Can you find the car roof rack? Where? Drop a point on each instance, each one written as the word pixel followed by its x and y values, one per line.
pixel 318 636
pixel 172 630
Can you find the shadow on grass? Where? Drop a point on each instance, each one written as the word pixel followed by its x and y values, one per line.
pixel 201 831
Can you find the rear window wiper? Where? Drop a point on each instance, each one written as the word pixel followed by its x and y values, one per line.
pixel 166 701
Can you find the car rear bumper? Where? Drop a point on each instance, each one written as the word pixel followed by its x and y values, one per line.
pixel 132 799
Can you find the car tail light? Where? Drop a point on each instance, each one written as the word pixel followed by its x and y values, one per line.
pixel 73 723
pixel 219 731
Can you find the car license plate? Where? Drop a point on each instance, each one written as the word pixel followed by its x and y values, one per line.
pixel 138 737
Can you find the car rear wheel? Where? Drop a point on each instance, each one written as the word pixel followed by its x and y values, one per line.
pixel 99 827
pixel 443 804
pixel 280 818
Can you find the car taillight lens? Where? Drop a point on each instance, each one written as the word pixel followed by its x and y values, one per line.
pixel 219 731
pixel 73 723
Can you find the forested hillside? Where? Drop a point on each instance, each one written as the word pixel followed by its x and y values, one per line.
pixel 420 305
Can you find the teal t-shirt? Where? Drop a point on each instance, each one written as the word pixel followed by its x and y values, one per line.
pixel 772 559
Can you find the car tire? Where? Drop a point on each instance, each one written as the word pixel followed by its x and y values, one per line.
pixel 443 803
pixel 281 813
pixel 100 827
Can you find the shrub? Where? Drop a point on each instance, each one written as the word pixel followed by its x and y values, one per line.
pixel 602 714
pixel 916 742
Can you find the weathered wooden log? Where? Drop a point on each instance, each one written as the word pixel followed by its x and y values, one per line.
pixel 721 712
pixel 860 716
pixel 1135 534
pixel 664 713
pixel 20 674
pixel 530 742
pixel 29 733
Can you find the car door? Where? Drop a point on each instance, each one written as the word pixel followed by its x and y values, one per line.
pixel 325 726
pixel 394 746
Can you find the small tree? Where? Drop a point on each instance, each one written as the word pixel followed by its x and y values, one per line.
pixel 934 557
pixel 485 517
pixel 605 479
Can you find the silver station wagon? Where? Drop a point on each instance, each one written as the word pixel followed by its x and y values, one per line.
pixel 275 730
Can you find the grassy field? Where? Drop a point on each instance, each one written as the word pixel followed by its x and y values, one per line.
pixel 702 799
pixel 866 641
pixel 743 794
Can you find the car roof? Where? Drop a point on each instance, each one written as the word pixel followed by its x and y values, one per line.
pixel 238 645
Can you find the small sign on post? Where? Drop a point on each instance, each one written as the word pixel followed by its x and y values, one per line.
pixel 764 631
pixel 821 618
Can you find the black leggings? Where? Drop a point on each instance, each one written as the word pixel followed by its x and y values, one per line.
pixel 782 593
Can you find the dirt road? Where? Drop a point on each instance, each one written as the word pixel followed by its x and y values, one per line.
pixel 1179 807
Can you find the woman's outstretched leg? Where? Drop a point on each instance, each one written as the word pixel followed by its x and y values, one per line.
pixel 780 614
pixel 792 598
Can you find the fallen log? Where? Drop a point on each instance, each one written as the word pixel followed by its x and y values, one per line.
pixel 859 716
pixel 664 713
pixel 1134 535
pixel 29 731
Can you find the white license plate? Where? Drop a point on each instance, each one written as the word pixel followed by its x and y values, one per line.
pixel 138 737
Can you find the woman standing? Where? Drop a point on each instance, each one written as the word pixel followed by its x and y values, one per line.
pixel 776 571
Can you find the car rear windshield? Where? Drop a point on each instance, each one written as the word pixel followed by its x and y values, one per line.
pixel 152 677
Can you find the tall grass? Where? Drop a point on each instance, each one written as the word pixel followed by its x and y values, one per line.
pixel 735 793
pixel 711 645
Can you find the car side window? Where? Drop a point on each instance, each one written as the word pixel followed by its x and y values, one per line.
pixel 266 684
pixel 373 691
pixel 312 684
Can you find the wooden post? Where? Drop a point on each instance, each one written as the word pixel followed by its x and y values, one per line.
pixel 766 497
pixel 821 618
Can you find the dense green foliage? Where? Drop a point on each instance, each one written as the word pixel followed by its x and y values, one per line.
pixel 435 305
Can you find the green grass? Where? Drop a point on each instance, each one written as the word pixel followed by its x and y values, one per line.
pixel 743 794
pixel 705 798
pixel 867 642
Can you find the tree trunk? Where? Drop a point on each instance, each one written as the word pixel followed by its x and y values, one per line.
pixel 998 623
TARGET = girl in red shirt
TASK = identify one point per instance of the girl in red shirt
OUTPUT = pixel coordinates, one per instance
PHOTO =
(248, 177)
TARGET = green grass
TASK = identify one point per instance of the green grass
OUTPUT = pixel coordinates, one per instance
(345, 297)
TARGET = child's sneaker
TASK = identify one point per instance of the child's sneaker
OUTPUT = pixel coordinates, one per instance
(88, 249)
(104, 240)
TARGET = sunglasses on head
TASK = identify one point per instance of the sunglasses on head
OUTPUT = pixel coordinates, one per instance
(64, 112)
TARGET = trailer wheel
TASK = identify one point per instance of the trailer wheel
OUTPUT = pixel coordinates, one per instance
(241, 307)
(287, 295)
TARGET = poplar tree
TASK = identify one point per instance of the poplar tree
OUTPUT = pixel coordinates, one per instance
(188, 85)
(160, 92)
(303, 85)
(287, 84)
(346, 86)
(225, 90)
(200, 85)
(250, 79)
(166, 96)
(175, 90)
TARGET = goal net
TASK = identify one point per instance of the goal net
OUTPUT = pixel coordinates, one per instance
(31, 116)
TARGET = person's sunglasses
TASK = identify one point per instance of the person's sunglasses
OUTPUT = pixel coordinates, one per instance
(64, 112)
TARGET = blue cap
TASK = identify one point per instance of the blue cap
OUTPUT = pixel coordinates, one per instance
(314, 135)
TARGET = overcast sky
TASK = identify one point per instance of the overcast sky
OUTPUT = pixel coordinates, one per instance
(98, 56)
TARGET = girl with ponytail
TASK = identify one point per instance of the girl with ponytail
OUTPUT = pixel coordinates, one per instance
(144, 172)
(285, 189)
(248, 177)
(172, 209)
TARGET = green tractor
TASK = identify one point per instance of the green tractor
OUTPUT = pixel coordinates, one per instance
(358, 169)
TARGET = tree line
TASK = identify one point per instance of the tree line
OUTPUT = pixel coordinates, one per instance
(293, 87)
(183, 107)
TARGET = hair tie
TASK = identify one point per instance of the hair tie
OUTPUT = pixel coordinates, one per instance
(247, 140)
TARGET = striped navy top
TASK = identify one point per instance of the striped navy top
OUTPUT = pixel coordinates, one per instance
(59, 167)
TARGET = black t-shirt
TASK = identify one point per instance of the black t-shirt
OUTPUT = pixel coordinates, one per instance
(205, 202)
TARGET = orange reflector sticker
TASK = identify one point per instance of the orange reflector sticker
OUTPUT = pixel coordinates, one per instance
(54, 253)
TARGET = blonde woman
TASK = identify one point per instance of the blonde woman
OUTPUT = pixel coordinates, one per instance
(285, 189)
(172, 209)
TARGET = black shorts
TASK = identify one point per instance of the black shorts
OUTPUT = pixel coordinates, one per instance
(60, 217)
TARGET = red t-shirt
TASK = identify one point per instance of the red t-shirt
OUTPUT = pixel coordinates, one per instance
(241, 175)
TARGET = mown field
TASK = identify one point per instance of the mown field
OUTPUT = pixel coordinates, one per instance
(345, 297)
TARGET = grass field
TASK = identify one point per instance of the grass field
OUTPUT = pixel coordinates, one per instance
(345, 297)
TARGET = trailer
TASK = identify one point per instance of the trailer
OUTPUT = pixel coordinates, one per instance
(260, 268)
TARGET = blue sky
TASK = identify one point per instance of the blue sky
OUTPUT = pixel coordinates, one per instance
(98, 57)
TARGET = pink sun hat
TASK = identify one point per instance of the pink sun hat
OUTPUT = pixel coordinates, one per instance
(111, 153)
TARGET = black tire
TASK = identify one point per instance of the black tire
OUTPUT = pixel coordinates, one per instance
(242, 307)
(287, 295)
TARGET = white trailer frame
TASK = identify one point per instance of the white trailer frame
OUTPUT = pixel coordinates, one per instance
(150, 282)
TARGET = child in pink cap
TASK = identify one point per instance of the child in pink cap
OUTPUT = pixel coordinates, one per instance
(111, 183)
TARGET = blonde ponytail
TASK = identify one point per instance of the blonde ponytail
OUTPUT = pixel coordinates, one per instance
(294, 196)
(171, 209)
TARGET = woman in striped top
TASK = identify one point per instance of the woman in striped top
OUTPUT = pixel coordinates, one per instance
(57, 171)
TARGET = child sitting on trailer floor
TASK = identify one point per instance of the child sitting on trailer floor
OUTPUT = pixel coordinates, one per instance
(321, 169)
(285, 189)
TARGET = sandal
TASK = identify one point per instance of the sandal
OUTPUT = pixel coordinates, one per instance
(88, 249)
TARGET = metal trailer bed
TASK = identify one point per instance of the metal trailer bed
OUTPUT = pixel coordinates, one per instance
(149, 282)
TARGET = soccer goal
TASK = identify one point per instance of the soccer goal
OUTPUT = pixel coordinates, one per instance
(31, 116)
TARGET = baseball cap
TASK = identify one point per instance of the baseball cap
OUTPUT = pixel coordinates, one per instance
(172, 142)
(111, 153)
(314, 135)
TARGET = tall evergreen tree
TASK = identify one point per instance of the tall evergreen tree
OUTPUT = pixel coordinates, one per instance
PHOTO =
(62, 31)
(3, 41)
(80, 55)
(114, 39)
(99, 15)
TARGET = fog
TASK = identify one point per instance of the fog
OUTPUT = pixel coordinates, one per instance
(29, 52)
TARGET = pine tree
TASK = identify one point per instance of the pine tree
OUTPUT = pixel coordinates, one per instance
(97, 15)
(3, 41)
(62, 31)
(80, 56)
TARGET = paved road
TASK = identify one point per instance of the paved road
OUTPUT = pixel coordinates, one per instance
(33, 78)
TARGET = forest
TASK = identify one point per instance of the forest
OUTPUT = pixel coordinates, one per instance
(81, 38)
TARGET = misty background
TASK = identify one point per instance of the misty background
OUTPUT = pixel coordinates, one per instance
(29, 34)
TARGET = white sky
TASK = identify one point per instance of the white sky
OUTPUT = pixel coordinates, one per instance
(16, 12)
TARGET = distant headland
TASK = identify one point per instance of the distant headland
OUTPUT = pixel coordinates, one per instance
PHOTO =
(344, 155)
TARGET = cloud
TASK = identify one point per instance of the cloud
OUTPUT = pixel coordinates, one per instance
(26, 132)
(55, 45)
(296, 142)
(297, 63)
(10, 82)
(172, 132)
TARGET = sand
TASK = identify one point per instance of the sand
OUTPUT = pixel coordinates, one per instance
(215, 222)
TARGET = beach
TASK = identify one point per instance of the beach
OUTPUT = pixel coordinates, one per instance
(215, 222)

§ **Problem requirements**
From the records above, pull out each line that has "distant".

§ **Response**
TARGET = distant headland
TASK = identify one point per instance of the distant headland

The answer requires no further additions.